» What the task asks: Please substitute "occurrence" for "instance" in the lines below, starting with the line with "Find the rear" and going on through the line with "M 44 191 L 15". Give only those lines, with everything else unchanged.

» The data:

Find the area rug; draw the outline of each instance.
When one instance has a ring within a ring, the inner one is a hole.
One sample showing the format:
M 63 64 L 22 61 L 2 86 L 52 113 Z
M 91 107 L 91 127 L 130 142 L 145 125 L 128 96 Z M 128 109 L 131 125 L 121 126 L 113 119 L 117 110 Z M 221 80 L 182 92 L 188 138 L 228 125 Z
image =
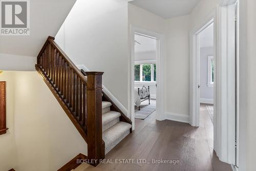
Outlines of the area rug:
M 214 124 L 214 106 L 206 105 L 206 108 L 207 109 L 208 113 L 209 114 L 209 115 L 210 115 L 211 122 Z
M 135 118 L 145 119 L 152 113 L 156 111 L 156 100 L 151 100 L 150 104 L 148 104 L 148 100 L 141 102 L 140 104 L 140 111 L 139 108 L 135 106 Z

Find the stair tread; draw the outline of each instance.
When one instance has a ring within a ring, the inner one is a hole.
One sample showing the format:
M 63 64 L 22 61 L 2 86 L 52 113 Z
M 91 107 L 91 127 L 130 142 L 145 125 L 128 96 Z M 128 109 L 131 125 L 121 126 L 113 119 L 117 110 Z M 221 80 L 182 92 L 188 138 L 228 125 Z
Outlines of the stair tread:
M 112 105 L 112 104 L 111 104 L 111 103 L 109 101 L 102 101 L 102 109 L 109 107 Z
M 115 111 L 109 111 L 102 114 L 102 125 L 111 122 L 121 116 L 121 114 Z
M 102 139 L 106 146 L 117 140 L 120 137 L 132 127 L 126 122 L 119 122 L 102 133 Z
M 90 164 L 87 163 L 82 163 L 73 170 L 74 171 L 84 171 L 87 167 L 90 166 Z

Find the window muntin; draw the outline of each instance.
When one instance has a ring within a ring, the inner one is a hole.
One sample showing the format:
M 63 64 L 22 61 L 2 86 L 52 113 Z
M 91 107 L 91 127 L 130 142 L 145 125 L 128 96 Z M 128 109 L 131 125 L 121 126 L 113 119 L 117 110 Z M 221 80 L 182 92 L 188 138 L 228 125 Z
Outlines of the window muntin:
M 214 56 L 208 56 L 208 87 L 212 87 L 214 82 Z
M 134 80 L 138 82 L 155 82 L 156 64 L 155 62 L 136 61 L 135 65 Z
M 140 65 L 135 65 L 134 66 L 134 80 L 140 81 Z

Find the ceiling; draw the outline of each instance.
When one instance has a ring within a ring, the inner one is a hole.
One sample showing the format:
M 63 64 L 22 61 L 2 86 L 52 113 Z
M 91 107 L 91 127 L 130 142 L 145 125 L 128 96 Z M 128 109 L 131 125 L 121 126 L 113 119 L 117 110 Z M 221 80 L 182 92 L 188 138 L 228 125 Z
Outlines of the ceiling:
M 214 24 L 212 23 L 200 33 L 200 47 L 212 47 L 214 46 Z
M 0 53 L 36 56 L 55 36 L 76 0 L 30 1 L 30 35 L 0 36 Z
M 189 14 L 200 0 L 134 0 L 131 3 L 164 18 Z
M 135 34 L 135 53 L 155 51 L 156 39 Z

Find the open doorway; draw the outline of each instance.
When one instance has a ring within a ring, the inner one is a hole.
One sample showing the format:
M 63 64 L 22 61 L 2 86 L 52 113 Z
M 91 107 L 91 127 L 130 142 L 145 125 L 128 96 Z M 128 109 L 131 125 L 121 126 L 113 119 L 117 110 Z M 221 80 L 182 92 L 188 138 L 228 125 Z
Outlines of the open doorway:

* * *

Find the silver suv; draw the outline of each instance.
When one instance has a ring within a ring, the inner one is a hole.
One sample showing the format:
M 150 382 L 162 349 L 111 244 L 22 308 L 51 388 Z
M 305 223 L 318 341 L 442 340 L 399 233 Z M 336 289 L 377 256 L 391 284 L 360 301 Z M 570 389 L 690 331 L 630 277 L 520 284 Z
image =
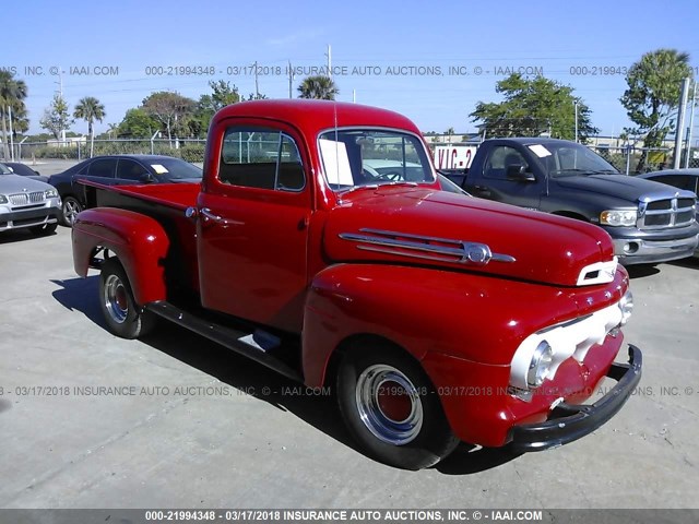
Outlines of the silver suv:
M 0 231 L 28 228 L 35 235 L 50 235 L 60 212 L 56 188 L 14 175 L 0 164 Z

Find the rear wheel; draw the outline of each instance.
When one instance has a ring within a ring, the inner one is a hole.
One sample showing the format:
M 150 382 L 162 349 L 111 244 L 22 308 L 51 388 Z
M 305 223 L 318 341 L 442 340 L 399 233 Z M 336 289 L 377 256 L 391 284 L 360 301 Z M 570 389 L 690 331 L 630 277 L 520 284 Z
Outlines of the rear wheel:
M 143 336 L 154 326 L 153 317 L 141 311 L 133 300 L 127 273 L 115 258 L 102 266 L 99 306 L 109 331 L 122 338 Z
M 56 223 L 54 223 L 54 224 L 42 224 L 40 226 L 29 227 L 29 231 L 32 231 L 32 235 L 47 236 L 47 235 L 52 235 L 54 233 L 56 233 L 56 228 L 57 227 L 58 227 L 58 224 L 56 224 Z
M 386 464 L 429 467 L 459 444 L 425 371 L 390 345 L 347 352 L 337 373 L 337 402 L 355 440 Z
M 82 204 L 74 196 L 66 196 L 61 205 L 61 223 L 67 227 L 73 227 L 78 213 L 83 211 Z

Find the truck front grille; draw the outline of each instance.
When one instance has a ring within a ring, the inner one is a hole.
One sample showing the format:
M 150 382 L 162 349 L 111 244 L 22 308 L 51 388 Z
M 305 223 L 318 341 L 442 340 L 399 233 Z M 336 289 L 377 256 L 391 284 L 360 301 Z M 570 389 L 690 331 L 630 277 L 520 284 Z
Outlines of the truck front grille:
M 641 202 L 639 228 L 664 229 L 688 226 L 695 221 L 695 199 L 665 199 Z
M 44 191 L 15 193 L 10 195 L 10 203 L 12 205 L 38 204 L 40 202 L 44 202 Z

» Reply to the exercise:
Find the rear wheel; draw the outline of each occurrence.
When one occurrence has a ring within a ring, the inner one is a hole.
One sample showing the format:
M 150 382 L 162 349 L 111 244 L 22 308 L 51 388 Z
M 305 223 L 318 341 L 442 340 L 399 233 Z M 336 289 L 377 256 L 391 284 L 360 301 Z M 570 389 L 690 331 L 630 277 L 520 284 Z
Outlines of the rear wheel:
M 143 336 L 154 326 L 153 317 L 141 311 L 133 300 L 127 273 L 115 258 L 102 266 L 99 306 L 109 331 L 122 338 Z
M 56 223 L 54 223 L 54 224 L 42 224 L 40 226 L 29 227 L 29 231 L 32 231 L 32 235 L 47 236 L 47 235 L 52 235 L 54 233 L 56 233 L 56 228 L 57 227 L 58 227 L 58 224 L 56 224 Z
M 386 464 L 429 467 L 459 444 L 425 371 L 390 345 L 347 352 L 337 373 L 337 402 L 355 440 Z
M 82 204 L 74 196 L 66 196 L 61 205 L 61 223 L 67 227 L 73 227 L 78 213 L 83 211 Z

Find the truck front grille; draw the outline of each occurrence.
When one occurrence has a ring within a ring, the inner one is a hole.
One sample showing the format:
M 150 382 L 162 349 L 111 244 L 22 308 L 51 388 Z
M 305 223 L 318 341 L 442 340 L 399 233 Z M 336 289 L 377 256 L 391 284 L 360 301 Z M 570 389 L 690 331 L 630 277 L 520 284 Z
Outlines of the truck front grille:
M 641 202 L 639 228 L 664 229 L 688 226 L 695 221 L 695 199 L 665 199 Z
M 44 191 L 15 193 L 10 195 L 10 203 L 12 205 L 38 204 L 40 202 L 44 202 Z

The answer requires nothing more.